→ **DATASET ENTRIES**:
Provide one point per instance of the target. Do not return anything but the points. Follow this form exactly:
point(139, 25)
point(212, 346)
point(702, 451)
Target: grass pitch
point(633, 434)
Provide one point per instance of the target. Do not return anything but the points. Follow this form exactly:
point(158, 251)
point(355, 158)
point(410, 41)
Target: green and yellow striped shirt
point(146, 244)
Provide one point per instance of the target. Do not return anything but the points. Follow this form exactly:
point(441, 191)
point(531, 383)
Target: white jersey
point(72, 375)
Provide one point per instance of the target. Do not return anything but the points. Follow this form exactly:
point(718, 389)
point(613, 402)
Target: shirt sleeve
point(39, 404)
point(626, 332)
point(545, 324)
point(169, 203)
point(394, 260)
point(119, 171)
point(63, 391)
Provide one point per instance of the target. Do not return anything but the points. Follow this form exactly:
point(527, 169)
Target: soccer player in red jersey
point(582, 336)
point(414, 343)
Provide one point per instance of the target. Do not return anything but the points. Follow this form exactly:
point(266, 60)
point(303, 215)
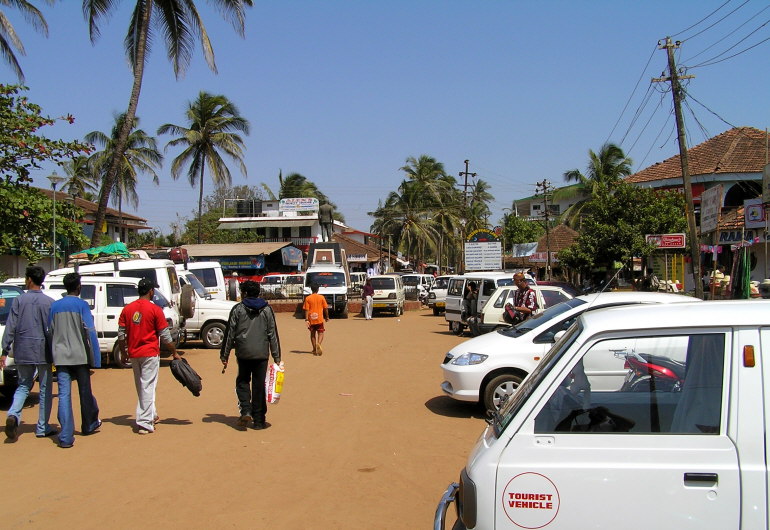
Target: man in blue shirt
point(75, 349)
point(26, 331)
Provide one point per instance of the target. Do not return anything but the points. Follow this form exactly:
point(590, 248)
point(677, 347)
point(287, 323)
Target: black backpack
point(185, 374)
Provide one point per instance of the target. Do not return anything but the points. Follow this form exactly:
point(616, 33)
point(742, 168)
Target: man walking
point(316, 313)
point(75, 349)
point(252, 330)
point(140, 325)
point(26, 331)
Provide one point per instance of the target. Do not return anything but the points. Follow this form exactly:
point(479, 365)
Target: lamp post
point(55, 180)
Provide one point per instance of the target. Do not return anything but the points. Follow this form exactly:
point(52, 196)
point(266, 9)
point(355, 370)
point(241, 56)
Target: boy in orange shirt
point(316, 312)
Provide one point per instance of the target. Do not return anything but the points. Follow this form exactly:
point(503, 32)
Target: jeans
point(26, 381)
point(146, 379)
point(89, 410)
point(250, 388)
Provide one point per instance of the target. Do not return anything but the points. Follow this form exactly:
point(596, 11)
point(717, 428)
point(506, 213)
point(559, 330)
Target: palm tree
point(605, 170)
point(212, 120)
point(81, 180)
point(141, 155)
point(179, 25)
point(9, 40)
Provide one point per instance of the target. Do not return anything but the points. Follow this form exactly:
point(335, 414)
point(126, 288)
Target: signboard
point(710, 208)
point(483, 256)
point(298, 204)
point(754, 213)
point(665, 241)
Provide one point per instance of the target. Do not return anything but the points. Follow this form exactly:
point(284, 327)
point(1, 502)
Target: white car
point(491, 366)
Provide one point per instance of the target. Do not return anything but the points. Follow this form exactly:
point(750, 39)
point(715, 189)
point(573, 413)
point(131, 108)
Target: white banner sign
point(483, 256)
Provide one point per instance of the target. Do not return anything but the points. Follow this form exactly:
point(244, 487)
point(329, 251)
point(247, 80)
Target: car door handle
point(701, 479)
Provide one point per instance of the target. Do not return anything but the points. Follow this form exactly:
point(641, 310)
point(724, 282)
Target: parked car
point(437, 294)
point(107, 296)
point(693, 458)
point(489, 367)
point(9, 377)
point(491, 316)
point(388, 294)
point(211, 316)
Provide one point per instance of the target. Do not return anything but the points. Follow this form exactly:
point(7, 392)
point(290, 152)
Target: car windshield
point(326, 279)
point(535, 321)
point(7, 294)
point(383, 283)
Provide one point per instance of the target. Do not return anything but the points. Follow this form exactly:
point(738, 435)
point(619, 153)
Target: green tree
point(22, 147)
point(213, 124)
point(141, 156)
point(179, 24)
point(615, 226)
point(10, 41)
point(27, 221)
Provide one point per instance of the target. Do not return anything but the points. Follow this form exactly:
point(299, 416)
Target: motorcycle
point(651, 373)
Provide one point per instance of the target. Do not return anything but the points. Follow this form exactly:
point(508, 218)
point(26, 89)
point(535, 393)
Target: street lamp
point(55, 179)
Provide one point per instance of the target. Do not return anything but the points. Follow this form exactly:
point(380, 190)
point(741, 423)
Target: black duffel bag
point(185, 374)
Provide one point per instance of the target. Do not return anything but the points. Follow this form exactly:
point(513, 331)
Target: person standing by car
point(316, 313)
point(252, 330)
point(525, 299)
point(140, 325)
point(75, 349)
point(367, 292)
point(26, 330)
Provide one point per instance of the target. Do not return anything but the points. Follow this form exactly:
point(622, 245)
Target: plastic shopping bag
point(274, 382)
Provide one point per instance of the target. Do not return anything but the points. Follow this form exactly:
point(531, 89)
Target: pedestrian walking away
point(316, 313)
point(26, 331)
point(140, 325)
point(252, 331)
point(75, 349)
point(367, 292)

→ **TASK BRIEF**:
Give the entries again word for word, but skip the pictures.

→ **REPLY**:
Provide one point per instance of the target. Do not return anything but the points. Follow this form exactly:
point(139, 25)
point(212, 346)
point(702, 451)
Target: grass pitch
point(633, 434)
Provide one point per instance of the target. Do not return anything but the points. Follow this form exactly:
point(158, 251)
point(355, 158)
point(410, 41)
Target: green and yellow striped shirt
point(146, 244)
Provide one point per instance of the target. Do not return anything but the points. Follow this form exactly:
point(441, 191)
point(531, 383)
Target: white jersey
point(72, 375)
Provide one point per instance of the target. Do not return anything but the points. Follow this form exactly:
point(718, 389)
point(613, 402)
Target: shirt sleeve
point(39, 404)
point(626, 332)
point(545, 324)
point(169, 203)
point(394, 260)
point(119, 171)
point(63, 391)
Provide one point per instance of the target. Do not return anything but the points. Follow this form exactly:
point(527, 169)
Target: soccer player in red jersey
point(582, 336)
point(414, 343)
Provide one point per instance of the target. Do not return anything but the points. Follow this form exactly:
point(266, 60)
point(303, 215)
Target: man in blue shirt
point(75, 349)
point(26, 331)
Provide one point per instance of the target. Do not return anything but the points. Follow this form exactly:
point(590, 248)
point(677, 347)
point(287, 323)
Target: black backpack
point(185, 374)
Provide one point per instance of the target. Do not return anything but the points. Follow this form exactly:
point(616, 33)
point(742, 168)
Target: man walking
point(316, 313)
point(75, 349)
point(252, 330)
point(140, 325)
point(26, 331)
Provide one point per instance of the target. Do not return anything but the points. Follow this form exactly:
point(479, 365)
Target: lamp post
point(55, 180)
Provide one point per instance of the target. Do not return anything but the points. Follow this form exactly:
point(52, 196)
point(266, 9)
point(355, 370)
point(241, 56)
Target: boy in orange shirt
point(316, 312)
Provide one point per instance of the target. Do not return anything but the points. Follow this form exactly:
point(503, 32)
Target: jeans
point(26, 381)
point(146, 379)
point(89, 410)
point(250, 388)
Provide one point per instance of the target. Do not return anything but the points. Follow this form exactly:
point(596, 11)
point(717, 428)
point(506, 213)
point(559, 330)
Target: palm tree
point(605, 170)
point(212, 120)
point(81, 180)
point(141, 155)
point(179, 25)
point(9, 40)
Provide one point per instance of the target. Do not return anything but the points. Follow this form exactly:
point(335, 414)
point(126, 288)
Target: signboard
point(710, 208)
point(483, 256)
point(298, 204)
point(754, 213)
point(665, 241)
Provide one point per instance of the target. Do not return anything but the points. Follow this form exactly:
point(284, 327)
point(1, 502)
Target: white car
point(491, 366)
Provide one point per instance of the target. Do not return anything but the points. Follow this form exactly:
point(750, 39)
point(715, 189)
point(573, 413)
point(131, 108)
Target: white banner sign
point(483, 256)
Provide one point per instance of the target. Do not return anything but the points. Follow this form exactly:
point(244, 487)
point(329, 251)
point(247, 80)
Target: car door handle
point(701, 479)
Provide one point per instance of the target. Do not return anything but the points. Follow this form exactly:
point(641, 310)
point(724, 282)
Target: parked car
point(437, 294)
point(107, 296)
point(693, 458)
point(489, 367)
point(9, 377)
point(491, 316)
point(388, 294)
point(211, 316)
Provide one point per instance of the target. Do not return anything but the points. Follow this form exactly:
point(7, 392)
point(290, 152)
Target: car windshield
point(326, 279)
point(535, 321)
point(7, 294)
point(383, 283)
Provide one point per instance of the target. Do not return anything but the points. Follow this form exactly:
point(738, 435)
point(619, 153)
Target: green tree
point(22, 147)
point(213, 124)
point(141, 156)
point(179, 24)
point(615, 226)
point(10, 41)
point(27, 221)
Provide one point per instance of the target. Do not return anything but the points. Follow this form exactly:
point(299, 416)
Target: motorcycle
point(651, 373)
Provide one point per instance of the target. Do not return anything but the points. Follow this form exactly:
point(508, 218)
point(26, 89)
point(535, 393)
Target: street lamp
point(55, 179)
Provide one point per instance of the target. Do not return anything but the points. Follow this form exactly:
point(380, 190)
point(741, 423)
Target: black duffel bag
point(185, 374)
Provide one point per instance of the target. Do not return anything but the points. Follow this form exactly:
point(513, 331)
Target: person standing by car
point(316, 313)
point(252, 330)
point(525, 299)
point(140, 325)
point(75, 349)
point(367, 292)
point(26, 330)
Provide one point per instance of the target. Do not return anything but the points. Follow this form exactly:
point(622, 245)
Target: plastic shopping bag
point(274, 382)
Provide one point per instance of the target. Do not return anything but the points. Follow this form exactly:
point(531, 89)
Target: pedestrian walking away
point(316, 313)
point(26, 331)
point(140, 325)
point(252, 331)
point(75, 349)
point(367, 292)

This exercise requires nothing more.